▶ _Consigna 1_
Responde con base en el artículo:
(a) ¿Cuántas cervezas se beben al marcharse?
(b) ¿Qué se llama "una secta danesa"?
(c) ¿Qué libro se quiere leer al final?
▶ _Consigna 2_
Cambia "crowd" por "throng" en los registros y reprodúcelos sin ninguna otra alteración. Empieza en la línea de los registros que contiene "person in raincoat" y termina con la última línea de los registros.

▶ _Artículo_
A lo mejor la inminencia de perder una casa es como una especie de barranco larguísimo delante de los ojos, una caída obligatoria. Marcharse es comer siete platos de papas bravas en siete días, beber veinte cervezas, comprar libros que no caben en la maleta, pensar que todas las cosas son bellas, más hermosas, más serenas y suaves y tibias como la piel de un durazno recién cogido de la mata. Y se vive y, cuando se vive muy fuerte, no se puede leer.

***

Tengo un libro como un volcán sobre la mesa y lo miro y lo deseo, pero no puedo. Tengo la maleta abierta y se me salen las cosas. Boto una falda que me gusta en una bolsa plástica, boto un vestido, unos zapatos, una chaqueta. Voy caminando hasta el contenedor del Humana y pienso: Humana es una mierda, es una secta danesa. Y pienso: puedo entender todo esto como un ejercicio de desapego. Y me respondo: no, no romantices las mudanzas, la incertidumbre, lo precario. Y concluyo con un estoy harta. Con un quiero leer, quiero una casa para leer Casas Vacías.

(Líneas de datos)
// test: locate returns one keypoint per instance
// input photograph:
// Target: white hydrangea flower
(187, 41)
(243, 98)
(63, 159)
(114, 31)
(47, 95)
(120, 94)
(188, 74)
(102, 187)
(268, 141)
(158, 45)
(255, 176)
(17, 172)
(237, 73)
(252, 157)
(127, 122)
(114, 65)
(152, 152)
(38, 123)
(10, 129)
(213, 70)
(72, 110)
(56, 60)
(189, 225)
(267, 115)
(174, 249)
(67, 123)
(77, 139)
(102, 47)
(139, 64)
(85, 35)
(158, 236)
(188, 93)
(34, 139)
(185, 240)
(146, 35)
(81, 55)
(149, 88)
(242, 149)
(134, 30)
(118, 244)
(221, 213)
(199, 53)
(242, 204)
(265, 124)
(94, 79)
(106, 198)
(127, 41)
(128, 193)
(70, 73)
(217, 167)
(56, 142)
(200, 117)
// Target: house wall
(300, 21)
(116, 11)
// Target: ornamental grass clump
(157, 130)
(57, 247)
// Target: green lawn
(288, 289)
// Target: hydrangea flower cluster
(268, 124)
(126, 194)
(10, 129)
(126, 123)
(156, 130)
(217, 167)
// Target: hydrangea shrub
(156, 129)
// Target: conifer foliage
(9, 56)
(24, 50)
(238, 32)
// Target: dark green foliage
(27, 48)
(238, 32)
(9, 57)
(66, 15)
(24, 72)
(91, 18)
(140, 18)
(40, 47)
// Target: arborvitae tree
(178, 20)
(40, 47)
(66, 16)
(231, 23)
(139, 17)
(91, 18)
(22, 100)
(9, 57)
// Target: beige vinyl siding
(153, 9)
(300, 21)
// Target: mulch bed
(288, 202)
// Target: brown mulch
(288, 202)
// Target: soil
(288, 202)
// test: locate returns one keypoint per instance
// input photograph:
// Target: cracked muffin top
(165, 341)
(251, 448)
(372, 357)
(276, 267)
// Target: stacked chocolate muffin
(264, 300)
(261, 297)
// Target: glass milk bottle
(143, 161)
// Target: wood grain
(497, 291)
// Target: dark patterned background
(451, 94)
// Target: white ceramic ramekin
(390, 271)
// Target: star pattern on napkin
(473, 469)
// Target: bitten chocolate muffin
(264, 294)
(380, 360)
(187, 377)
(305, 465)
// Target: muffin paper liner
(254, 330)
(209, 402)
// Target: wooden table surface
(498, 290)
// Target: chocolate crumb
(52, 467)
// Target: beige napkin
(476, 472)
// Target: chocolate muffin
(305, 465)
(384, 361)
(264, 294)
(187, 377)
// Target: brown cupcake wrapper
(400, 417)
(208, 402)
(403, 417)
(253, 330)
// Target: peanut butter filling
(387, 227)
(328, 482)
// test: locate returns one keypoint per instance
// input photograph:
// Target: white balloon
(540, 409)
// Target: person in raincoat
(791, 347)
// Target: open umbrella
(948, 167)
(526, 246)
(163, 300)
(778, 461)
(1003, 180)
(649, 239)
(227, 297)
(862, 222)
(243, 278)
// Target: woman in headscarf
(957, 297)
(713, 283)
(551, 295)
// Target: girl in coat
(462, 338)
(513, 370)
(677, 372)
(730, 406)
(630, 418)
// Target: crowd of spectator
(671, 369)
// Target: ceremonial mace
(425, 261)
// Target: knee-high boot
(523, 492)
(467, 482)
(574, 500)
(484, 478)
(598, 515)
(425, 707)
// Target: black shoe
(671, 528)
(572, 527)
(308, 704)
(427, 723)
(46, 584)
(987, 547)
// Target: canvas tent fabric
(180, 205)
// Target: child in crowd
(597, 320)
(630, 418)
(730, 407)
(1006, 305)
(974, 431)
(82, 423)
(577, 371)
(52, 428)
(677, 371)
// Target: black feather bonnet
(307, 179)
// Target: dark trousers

▶ _Respuesta 1_
(a) Veinte.
(b) Humana.
(c) Casas Vacías.

▶ _Respuesta 2_
// Target: person in raincoat
(791, 347)
// Target: open umbrella
(948, 167)
(526, 246)
(163, 300)
(778, 461)
(1003, 180)
(649, 239)
(227, 297)
(862, 222)
(243, 278)
// Target: woman in headscarf
(957, 297)
(713, 283)
(551, 295)
// Target: girl in coat
(462, 338)
(513, 370)
(677, 372)
(730, 406)
(630, 418)
// Target: throng of spectator
(671, 369)
// Target: ceremonial mace
(425, 261)
// Target: knee-high boot
(523, 492)
(467, 482)
(574, 500)
(484, 478)
(598, 515)
(425, 707)
// Target: black shoe
(671, 528)
(572, 527)
(308, 704)
(427, 723)
(46, 584)
(987, 547)
// Target: canvas tent fabric
(180, 205)
// Target: child in throng
(597, 320)
(630, 418)
(730, 407)
(1006, 305)
(974, 431)
(82, 423)
(577, 371)
(52, 428)
(677, 371)
// Target: black feather bonnet
(307, 179)
// Target: dark trousers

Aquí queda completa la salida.